Which lines below contain the word "outline"? Copy each one out in full.

ENTRIES SUPPLIED:
# # # # # # #
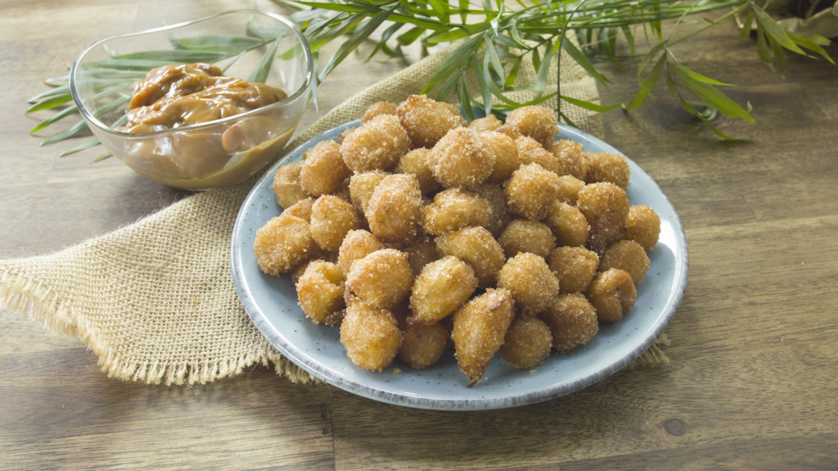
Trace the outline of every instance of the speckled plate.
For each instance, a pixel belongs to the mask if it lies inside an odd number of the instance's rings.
# # # # # # #
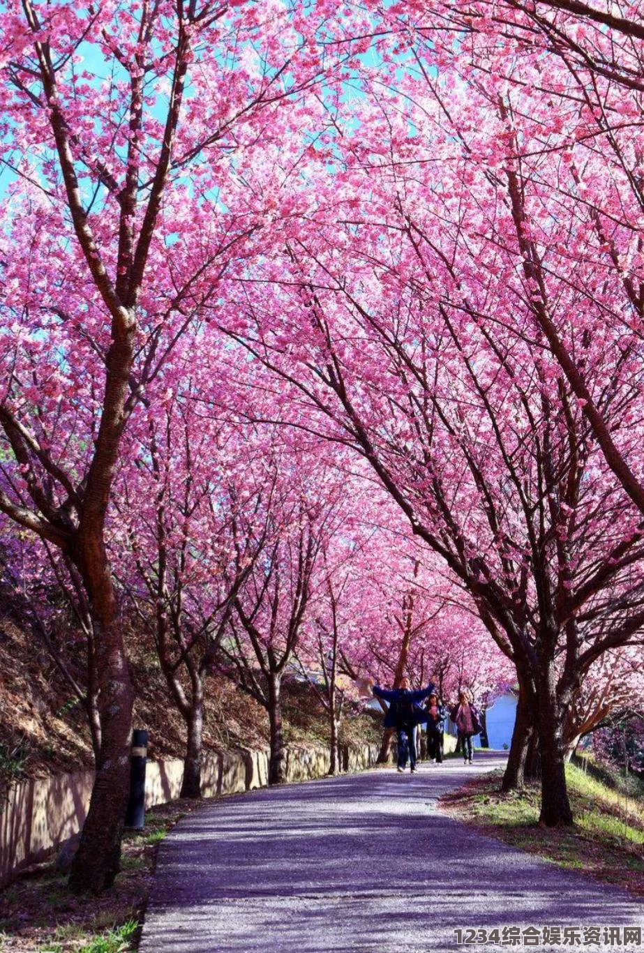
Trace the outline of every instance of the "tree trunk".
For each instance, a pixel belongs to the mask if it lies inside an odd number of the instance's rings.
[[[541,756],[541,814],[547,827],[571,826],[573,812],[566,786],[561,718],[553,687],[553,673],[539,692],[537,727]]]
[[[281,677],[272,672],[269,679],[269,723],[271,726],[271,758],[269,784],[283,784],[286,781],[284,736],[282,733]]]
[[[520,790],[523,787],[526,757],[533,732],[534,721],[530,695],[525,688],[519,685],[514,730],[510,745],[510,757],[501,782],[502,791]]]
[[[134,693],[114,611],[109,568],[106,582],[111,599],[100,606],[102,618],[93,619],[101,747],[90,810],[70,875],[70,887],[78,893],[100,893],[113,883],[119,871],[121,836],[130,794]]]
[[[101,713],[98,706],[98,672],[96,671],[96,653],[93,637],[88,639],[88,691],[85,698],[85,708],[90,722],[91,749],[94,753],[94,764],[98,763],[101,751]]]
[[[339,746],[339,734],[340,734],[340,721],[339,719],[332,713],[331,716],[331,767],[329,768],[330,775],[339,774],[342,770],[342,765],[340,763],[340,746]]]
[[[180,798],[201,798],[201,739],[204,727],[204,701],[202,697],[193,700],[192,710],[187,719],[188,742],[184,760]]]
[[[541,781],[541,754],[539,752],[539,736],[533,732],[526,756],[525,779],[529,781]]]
# # # # # # #
RESPONSE TO THIS EXERCISE:
Trace the outline of every instance of the speckled plate.
Trace the outline of every instance of the "tree trunk".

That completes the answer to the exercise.